▸ **USING THE INFORMATION**
**a)** List every person named in the book review below.
**b)** Answer these questions from the book review below:
(i) Which 19th-century event does the review compare to today's subprime mortgages?
(ii) According to the review, what does "Tohono O'odham" mean?
(iii) Which chapter of the book does the reviewer suggest skipping to?
**c)** Extend the review of Landscapes of Fraud below, picking up right after its final sentence.

▸ **TEXT EXCERPT**

Creating Commodity

'Landscapes of Fraud' chronicles the privatization of the Upper Santa Cruz

Real-estate fraud lies at the core of the current economic meltdown, just as it did in the boom and bust of the 19th century.

Today's subprime mortgages are more elaborate cons cut from the same cloth of yesteryear's Panic of 1857. The panic was a global recession brought on by, in large part, land speculation that relied on the expansion of rail lines. Then, as now, the myth of an "ownership society" fueled the notion that everyone could and should wade into the murky waters of the stock market and make investments.

Government and banks have long colluded in wreaking havoc in the financial and real-estate markets--and among native peoples. And never has that collusion been so perfectly and depressingly detailed as in Thomas Sheridan's fascinating Landscapes of Fraud: Mission Tumacácori, the Baca Float, and the Betrayal of the O'odham. Not quite a historical page-turner à la Nicholson Baker's recent Human Smoke (a revisionist take on World War II as a senseless conflict), Sheridan's history is still pretty darn readable, an accomplishment given that the author is an academic and, as the opening chapter makes clear, a tad prone to jargon.

Skip to the second chapter, which chronicles the Jesuit presence amidst the Tohono O'odham ("People of the Desert") in the Upper Santa Cruz Valley. The story begins, naturally, with Father Eusebio Francisco Kino and the very beginnings of Mission Tumacácori. Says Sheridan:

Despite (Kino's) charisma and diplomacy, however, violence scarred the early Spanish settlement of the Pimeria Alta. Spanish miners and ranchers were pressing north into O'odham territory at a time when the Spanish frontier to the east was convulsing because of widespread Indian resistance and rebellion.

▸ **EXERCISE DATA**

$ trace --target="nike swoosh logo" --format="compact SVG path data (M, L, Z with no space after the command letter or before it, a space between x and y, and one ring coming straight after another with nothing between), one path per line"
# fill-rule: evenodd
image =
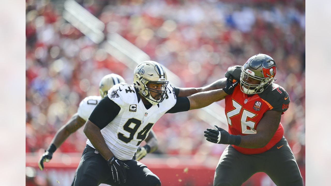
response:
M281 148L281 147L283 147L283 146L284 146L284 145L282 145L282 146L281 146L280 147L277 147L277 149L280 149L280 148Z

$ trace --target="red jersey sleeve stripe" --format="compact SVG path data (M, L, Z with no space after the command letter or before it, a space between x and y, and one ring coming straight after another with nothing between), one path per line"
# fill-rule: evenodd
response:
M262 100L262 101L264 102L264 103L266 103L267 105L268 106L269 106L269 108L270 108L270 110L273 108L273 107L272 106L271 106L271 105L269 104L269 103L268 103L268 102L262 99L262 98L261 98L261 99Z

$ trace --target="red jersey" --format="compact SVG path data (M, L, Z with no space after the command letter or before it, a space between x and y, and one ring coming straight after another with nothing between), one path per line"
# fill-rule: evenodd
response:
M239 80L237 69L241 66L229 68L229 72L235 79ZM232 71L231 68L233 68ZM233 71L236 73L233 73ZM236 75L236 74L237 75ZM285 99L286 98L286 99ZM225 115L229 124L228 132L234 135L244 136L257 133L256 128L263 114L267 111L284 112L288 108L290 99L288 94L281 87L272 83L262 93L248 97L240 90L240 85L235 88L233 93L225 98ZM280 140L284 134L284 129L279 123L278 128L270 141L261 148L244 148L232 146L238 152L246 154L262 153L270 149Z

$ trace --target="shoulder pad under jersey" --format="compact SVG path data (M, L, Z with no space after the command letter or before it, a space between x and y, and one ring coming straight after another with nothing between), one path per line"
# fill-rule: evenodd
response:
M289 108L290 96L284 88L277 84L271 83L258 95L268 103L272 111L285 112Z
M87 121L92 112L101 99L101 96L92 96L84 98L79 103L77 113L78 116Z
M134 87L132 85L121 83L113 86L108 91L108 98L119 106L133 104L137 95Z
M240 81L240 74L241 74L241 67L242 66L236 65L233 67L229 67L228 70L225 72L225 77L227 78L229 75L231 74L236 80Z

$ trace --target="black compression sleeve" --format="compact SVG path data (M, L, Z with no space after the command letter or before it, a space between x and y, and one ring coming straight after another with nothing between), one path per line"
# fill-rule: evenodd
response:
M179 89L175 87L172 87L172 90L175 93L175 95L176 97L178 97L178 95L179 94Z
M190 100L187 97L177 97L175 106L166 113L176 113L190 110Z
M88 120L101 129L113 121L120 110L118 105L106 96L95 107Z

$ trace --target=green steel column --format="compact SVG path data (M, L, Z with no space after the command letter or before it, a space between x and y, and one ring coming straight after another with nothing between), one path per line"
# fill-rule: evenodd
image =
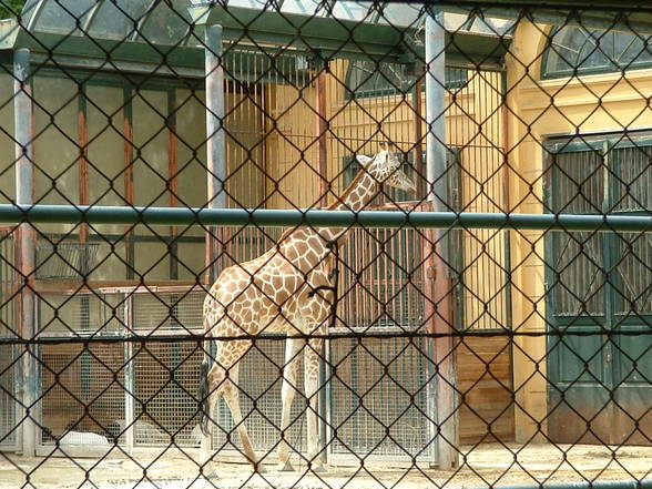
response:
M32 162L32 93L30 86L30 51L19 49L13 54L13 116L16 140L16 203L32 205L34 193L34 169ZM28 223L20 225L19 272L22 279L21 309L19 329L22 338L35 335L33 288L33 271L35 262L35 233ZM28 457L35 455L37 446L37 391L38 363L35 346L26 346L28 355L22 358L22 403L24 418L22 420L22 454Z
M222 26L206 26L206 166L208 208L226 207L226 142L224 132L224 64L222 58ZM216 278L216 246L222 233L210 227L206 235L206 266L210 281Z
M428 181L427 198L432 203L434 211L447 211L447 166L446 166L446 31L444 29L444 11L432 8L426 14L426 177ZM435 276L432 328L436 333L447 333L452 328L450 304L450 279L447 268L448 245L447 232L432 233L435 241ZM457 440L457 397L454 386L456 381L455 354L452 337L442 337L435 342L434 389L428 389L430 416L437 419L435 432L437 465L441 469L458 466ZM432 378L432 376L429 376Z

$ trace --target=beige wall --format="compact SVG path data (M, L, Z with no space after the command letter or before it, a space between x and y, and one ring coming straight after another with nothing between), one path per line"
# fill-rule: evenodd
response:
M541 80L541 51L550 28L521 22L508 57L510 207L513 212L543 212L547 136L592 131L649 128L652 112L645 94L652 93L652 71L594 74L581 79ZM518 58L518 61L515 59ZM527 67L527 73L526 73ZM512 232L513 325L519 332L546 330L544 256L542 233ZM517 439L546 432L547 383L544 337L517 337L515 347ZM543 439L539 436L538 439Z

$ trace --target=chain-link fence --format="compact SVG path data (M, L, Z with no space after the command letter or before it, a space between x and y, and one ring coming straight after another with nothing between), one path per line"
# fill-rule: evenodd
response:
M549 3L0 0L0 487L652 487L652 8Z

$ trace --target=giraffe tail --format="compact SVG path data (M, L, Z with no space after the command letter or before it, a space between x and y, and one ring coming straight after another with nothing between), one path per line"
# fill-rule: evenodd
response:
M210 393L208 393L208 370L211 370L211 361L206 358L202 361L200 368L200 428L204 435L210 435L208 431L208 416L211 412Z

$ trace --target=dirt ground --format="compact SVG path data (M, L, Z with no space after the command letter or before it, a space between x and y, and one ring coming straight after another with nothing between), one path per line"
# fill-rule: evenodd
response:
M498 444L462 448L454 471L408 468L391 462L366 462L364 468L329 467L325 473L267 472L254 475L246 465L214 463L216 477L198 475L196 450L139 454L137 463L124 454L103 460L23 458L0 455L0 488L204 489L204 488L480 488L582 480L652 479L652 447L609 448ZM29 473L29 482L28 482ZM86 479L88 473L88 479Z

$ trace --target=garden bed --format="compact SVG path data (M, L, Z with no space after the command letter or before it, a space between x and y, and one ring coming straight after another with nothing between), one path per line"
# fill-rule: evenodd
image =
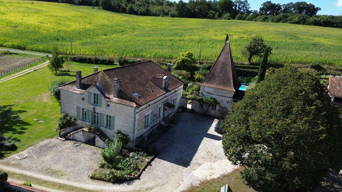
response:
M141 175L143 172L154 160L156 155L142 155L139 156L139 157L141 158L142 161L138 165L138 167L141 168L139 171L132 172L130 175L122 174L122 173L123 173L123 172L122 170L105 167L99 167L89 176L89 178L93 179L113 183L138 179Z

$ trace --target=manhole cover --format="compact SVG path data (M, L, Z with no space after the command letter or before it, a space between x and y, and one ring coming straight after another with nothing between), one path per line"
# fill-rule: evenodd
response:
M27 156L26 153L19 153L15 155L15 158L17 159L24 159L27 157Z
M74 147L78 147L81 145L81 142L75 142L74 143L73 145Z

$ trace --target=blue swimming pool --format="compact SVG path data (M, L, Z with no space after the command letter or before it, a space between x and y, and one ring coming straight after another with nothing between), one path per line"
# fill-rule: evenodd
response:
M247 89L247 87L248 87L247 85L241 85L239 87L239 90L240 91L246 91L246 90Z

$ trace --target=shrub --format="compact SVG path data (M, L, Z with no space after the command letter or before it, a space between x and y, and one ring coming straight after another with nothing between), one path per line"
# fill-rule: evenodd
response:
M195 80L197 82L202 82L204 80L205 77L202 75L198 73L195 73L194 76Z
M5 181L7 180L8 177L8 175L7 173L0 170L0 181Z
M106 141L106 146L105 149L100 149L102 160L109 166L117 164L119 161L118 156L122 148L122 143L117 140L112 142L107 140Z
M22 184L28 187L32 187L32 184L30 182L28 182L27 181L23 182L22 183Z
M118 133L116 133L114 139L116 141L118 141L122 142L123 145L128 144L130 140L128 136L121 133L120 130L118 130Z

▸ **RESPONSES**
**a)** Thomas Sheridan, Nicholson Baker, Father Eusebio Francisco Kino

**b)**
(i) The Panic of 1857
(ii) "People of the Desert"
(iii) The second chapter

**c)**
Increasingly, the Spanish response involved heightened militarization, giving credence to the old saying that it's in the colonizers' best interest to allow missionaries into a country first in order to "soften up" the natives with God and disease. The latter, as Sheridan points out, undermined O'odham shamans, as the people "watched their children die from illnesses their bodies had never been wracked by before." Indeed, Sheridan does a splendid job of presenting both the views of the colonizers and the colonized, articulating the complex motives governing their respective actions.

Gradually, the Jesuit influence faded as Apache raids intensified. Then it was the Franciscans' turn to protect the O'odham from the evils of frontier culture. This effort involved the creation of the Tumacácori Land Grant, effectively granted by Spanish authorities in 1806. No matter how they struggled, though, the Franciscans could never get Tumacácori to match the beauty of Mission San Xavier (to the north).

As a result, Mission Tumacácori fell into decline, yet the O'odham still inhabited the area and battled the Apaches for it. The O'odham were ignored as the Upper Santa Cruz was carved up again and again, victims of "a world that valued paper titles more than living communities." Some of the crazy land deals of the 19th century--as the railroad spread its mighty tentacles cross the nation--are broken down thoroughly in chapters like "Early Anglo Speculation and the Tumacácori Land Grant," which covers everything from the California gold rush to the various mining and ranching outfits that spread their way westward. But it's the 20th-century follies of "Rio Rico and the Land Rush" that most folks will get the biggest kick out of.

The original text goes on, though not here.